### Problem to work on
Carry on the forum discussion about time and distance below, picking up after its last line.

### Text shown
§ §

The 4th Spatial dimension is memory.

But that's predicated on physical = being in a bottle. You can't put the distance from your front door to the street in a bottle. Lots of things we accept the existence of, can't be put in a bottle.
Exactly

I don't accept the existence of DISTANCE

DISTANCE is a CONCEPT which enables us to convey meaning to stuff which does exist (without itself existing)

The in a bottle bit is not correct however

Gravity exist as detectible PROPERTY of mass and I believe in gravity

Guess you could stretch the in a bottle a tiny bit and say the bottle has mass - bottle has tiny bit gravity - bottle has tiny bit of own gravity in itself

:)
 
Yep.

Time is a domain for functions of time. A function of time in physics can be a frequency for a real wavetrain, for instance.
Time appears to be the same mathematically as the real line. Hence linear.
Not sure I can unpack this

Time is a domain for functions of time

So - time is the home for time to do stuff (operate?)

A function of time in physics can be a frequency for a real wavetrain

To many if's - can you clarify?

Time appears to be the same mathematically as the real line. Hence linear

Again to many if's - can you clarify?

:)
 
Not sure I can unpack this

Time is a domain for functions of time

So - time is the home for time to do stuff (operate?)
In mathematics the domain of a function is defined as a set of values for some variable or set of variables; if f(t) is a function of time, t is the variable and d/dt{f(t)} exists for all t. So f(t) might describe a physical signal (or whatever you want), but its domain is linear. You can define d/dt to be a linear operator.
A function of time in physics can be a frequency for a real wavetrain

To many if's - can you clarify?

§ §

### Data shown
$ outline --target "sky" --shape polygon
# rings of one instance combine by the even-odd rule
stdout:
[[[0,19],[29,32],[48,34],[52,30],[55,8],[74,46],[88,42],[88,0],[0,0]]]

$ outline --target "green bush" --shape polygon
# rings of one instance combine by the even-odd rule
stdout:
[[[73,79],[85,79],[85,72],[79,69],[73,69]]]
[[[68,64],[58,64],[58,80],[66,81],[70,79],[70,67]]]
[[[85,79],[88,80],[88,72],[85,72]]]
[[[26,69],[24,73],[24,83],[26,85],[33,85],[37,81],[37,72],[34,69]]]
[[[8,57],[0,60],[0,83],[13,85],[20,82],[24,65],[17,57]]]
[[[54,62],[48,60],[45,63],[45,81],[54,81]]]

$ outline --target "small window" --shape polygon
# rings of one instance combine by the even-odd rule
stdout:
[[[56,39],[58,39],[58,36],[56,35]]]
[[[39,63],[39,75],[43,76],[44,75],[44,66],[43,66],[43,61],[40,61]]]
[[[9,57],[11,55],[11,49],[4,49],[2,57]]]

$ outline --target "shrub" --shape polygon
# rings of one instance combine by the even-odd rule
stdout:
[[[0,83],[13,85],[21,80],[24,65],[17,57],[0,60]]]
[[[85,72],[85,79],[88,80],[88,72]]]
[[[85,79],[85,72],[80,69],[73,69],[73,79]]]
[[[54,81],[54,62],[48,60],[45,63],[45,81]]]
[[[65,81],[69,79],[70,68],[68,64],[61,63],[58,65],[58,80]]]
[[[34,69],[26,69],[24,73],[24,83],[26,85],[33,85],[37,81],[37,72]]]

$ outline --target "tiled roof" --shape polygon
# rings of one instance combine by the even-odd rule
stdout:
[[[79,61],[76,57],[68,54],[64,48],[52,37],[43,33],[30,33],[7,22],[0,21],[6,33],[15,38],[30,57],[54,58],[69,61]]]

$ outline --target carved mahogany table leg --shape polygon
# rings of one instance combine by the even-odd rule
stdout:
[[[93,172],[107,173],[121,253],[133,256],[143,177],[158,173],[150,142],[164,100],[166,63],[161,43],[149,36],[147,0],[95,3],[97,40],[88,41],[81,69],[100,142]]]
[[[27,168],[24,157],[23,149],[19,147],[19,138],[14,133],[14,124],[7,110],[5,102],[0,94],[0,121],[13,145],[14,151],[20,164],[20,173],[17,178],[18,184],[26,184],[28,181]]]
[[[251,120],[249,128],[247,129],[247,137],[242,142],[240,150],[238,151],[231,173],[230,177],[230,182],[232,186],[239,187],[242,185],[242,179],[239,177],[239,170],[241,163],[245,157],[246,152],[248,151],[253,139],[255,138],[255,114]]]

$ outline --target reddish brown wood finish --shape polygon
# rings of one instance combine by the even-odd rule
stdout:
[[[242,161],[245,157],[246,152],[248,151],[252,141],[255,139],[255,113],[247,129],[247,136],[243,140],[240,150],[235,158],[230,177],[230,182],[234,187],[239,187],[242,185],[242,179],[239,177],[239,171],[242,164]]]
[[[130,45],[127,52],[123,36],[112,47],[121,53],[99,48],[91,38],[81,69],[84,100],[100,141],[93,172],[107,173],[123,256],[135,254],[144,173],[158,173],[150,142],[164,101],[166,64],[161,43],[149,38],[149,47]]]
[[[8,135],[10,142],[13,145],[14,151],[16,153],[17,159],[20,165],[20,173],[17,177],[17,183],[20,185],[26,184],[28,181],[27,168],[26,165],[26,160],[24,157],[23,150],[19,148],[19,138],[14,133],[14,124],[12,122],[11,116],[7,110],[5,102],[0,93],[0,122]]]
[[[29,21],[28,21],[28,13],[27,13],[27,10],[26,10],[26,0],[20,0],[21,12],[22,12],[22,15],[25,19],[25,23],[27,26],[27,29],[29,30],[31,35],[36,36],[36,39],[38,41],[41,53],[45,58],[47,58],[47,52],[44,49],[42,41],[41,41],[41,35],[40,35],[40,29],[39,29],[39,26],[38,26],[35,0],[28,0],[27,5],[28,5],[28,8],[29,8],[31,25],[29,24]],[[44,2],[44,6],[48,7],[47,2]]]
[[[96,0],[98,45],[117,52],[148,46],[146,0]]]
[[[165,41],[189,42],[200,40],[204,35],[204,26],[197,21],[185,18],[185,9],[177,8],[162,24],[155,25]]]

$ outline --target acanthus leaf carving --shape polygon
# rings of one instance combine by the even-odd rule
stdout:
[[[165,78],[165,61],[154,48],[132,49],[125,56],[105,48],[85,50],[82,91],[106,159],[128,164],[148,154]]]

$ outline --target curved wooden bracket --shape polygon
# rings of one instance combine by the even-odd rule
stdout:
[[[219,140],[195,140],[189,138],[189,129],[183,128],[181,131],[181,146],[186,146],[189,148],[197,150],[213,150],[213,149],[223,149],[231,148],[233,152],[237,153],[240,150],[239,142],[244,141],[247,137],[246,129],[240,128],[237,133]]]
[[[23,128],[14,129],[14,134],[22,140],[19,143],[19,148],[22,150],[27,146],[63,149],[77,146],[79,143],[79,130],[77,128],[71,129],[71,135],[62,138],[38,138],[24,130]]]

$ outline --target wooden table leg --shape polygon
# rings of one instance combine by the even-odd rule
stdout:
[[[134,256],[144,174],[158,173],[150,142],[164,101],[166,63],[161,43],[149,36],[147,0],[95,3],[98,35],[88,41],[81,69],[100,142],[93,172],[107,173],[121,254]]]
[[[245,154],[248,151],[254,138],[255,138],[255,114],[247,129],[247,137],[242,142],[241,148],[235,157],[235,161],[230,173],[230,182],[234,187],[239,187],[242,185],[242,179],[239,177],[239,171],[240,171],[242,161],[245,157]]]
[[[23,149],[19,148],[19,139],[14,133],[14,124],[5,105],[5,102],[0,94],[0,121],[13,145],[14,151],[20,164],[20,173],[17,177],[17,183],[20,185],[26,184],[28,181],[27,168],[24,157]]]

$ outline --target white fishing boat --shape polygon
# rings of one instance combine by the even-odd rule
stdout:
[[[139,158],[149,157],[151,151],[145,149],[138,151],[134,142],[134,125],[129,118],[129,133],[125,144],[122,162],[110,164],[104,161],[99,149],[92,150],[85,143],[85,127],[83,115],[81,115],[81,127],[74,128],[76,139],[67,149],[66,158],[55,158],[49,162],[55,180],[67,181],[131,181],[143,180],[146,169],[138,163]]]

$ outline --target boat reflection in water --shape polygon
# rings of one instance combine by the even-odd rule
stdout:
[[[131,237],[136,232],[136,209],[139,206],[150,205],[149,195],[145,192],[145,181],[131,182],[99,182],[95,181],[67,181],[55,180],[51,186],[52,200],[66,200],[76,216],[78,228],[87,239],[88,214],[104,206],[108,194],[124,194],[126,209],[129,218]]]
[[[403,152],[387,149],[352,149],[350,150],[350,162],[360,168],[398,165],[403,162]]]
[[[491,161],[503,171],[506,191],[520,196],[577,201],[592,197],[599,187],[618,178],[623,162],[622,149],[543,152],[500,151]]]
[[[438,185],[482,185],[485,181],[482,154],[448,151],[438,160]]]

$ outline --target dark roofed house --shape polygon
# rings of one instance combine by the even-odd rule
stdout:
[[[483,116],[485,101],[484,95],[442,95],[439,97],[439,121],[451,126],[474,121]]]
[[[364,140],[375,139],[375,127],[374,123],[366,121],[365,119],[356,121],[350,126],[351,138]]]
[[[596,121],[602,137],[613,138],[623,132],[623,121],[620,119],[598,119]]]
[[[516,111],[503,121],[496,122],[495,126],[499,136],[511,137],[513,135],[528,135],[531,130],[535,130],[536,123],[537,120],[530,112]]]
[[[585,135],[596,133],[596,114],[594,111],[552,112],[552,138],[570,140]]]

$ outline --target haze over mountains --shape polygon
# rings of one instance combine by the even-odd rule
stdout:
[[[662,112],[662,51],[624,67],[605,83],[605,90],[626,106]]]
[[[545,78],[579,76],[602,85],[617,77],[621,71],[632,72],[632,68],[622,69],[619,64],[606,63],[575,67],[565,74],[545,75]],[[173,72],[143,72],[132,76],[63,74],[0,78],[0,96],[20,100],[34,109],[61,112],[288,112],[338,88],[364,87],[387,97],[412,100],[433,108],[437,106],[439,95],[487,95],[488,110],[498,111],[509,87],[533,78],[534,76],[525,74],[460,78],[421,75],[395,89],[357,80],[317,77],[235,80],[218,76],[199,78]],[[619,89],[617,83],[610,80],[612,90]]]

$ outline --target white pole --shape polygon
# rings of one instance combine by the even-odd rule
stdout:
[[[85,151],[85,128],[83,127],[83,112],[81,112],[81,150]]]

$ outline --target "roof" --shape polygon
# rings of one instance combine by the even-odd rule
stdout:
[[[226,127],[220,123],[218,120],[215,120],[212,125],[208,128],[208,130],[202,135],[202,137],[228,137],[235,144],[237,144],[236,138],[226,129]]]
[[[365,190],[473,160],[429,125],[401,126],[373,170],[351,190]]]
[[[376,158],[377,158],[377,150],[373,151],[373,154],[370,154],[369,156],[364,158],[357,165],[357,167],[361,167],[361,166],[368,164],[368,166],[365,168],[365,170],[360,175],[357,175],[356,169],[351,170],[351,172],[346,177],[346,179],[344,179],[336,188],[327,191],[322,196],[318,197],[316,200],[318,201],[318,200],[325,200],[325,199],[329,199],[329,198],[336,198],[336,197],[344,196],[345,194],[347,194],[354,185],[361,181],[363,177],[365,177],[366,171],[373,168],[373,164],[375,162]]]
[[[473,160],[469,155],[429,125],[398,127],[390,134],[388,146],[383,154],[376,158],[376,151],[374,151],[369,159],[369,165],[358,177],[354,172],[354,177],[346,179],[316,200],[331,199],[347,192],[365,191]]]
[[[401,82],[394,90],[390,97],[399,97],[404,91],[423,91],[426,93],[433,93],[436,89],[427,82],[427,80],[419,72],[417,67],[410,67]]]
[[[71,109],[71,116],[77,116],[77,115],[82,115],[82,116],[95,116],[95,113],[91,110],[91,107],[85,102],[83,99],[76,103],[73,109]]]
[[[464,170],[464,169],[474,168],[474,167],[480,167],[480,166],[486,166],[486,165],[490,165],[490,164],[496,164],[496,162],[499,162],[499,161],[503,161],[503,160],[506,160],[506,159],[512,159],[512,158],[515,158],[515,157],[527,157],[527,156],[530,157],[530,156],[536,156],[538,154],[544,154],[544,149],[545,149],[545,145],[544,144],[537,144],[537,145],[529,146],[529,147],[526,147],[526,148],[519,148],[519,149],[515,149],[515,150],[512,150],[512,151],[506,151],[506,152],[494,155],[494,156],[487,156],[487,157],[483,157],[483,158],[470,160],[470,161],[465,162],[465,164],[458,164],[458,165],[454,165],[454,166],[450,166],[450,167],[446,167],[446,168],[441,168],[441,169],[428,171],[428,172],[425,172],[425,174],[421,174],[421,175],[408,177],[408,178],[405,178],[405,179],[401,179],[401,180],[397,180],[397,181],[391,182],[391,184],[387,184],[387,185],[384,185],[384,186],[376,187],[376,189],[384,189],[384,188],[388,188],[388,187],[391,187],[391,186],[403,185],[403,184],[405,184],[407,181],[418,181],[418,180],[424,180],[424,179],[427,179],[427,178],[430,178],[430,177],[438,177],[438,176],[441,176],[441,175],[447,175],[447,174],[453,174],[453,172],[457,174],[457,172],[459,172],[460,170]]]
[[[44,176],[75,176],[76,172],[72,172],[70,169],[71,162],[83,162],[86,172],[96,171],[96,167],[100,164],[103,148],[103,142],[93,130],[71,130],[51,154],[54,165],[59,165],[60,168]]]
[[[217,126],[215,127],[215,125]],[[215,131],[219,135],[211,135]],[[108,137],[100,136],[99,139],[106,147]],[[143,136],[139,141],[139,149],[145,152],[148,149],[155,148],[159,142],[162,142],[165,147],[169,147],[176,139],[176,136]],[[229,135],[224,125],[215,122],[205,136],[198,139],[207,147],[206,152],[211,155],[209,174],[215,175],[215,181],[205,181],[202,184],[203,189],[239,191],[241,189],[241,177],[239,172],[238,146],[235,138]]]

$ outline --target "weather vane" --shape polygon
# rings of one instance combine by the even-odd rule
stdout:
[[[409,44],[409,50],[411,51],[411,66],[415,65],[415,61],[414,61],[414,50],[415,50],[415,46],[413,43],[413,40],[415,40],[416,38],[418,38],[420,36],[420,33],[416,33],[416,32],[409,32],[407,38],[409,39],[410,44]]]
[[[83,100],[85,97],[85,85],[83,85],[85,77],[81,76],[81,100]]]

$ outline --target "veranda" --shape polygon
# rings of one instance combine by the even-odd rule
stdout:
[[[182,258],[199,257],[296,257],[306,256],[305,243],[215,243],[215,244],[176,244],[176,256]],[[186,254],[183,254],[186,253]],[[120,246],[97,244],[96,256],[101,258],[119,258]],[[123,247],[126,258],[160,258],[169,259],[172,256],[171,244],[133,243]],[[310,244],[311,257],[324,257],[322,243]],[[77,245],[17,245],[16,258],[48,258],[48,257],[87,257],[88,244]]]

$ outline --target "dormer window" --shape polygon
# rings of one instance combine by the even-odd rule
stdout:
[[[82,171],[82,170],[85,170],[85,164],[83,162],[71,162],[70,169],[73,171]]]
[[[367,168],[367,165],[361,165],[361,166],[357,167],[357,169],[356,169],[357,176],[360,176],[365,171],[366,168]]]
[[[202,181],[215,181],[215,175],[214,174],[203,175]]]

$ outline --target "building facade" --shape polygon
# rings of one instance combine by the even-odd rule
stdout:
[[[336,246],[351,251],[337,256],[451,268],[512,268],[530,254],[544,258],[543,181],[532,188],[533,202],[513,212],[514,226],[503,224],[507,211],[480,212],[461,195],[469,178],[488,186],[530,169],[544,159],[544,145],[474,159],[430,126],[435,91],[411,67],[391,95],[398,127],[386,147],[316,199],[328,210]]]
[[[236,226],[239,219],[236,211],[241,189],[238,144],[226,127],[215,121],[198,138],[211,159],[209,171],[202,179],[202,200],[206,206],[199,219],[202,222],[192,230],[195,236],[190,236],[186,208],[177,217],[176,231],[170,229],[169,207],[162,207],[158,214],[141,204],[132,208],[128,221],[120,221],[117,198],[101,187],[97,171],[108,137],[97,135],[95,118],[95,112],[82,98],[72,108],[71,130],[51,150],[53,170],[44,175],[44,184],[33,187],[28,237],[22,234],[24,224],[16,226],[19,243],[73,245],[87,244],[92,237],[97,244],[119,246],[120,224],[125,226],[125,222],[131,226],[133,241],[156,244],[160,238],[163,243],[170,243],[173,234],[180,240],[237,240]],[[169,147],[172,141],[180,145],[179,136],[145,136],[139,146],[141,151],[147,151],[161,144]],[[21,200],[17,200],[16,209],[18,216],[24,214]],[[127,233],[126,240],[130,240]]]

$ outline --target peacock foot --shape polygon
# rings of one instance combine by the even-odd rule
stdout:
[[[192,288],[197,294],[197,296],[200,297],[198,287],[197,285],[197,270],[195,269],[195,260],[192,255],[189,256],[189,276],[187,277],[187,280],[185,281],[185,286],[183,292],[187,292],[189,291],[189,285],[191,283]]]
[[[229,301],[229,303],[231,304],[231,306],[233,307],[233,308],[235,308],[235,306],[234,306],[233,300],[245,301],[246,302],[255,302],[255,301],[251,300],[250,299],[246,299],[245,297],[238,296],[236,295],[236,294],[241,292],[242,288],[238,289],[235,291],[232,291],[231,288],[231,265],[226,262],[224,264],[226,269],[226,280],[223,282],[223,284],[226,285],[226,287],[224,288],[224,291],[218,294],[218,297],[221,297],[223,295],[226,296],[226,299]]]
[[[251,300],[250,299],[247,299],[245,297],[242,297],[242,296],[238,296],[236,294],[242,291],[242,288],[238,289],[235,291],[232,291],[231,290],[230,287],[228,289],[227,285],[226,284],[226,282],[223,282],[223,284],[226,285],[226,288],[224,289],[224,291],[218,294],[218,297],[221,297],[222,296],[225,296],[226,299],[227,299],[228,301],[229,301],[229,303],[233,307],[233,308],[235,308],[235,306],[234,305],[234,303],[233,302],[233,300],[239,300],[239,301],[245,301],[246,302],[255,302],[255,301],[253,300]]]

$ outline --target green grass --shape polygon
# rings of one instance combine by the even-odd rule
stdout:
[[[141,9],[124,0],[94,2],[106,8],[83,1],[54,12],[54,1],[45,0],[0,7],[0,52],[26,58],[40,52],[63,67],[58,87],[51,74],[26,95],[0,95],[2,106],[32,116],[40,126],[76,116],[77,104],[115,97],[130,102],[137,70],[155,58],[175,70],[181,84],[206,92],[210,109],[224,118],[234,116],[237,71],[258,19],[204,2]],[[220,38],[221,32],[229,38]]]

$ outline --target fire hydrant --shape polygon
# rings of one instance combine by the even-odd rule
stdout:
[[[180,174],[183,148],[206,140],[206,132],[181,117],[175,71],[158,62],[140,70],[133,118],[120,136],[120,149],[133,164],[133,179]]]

§ §

### Result
a wavetrain is just a periodic input (signal), a continuous train of waves.
Time appears to be the same mathematically as the real line. Hence linear

Again to many if's - can you clarify?
The real line is by definition linear; you can construct the real line with a unit vector and addition.
 
In mathematics the domain of a function is defined as a set of values for some variable or set of variables; if f(t) is a function of time, t is the variable and d/dt{f(t)} exists for all t. So f(t) might describe a physical signal (or whatever you want), but its domain is linear. You can define d/dt to be a linear operator.
a wavetrain is just a periodic input (signal), a continuous train of waves.
The real line is by definition linear; you can construct the real line with a unit vector and addition.
Thanks for unpacking

Unfortunately, for me, while I think I have it a little clearer that is as far as it goes with Heuy Dewey and Louie

Take a break and come back later

Thanks again

:)
 
Mathematically, the visible universe is a 3-ball; physically it's our Hubble volume.

It contains, information, this volume. Some of this information is the fossilized signal from an event that was pretty much instantaneous and everywhere the same (smooth or isentropic), the so-called recombination era. When it ended the universe was dark until the first stars formed.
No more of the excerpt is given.